What the exercise asks ->
The records come next. Copy all of them exactly.

Dataset content: Begin

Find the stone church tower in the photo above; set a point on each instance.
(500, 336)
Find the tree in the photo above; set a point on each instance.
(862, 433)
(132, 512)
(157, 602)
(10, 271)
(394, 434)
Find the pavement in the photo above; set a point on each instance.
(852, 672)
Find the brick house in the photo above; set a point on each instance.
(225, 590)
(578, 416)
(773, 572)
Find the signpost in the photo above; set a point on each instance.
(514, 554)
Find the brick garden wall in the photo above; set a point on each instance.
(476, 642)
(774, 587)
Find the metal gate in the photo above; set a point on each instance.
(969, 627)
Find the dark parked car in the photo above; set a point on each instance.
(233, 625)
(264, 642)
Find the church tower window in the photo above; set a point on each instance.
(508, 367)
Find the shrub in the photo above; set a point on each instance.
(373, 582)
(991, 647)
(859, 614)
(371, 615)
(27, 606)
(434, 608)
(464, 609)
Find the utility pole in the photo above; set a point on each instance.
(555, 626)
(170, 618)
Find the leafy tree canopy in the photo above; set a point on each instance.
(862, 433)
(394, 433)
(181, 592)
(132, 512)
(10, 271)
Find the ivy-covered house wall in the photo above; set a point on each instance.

Dataset content: End

Response ->
Find the stone church tower in the photo above; set a point on each instance.
(500, 336)
Find the tree in the photo above; set a point on each instance.
(862, 433)
(132, 512)
(157, 602)
(10, 271)
(394, 434)
Find the pavement in the photo above; set a point on each instance.
(852, 672)
Find the brick house in the photo above; set a point on each instance.
(225, 590)
(578, 416)
(773, 572)
Find the signpost in the photo above; set a point on each instance.
(514, 554)
Find the brick garden wall in the photo above; set a point on each instance.
(476, 642)
(774, 587)
Find the metal gate in the photo above; set a point on each instance.
(969, 627)
Find the dark parked car in the photo above; set a point on each instance.
(233, 625)
(264, 642)
Find the church tower window in the photo above; set a point on each instance.
(508, 367)
Find the shrub in the photo above; set a point on each instance.
(373, 582)
(991, 647)
(859, 614)
(371, 615)
(27, 606)
(434, 608)
(464, 609)
Find the utility pole in the photo above; set a point on each instance.
(555, 626)
(170, 618)
Find the leafy tree canopy in the photo above; set a point on each instance.
(862, 433)
(394, 433)
(181, 592)
(132, 512)
(10, 271)
Find the ivy-covered house wall in the photo above; set a point on each instance.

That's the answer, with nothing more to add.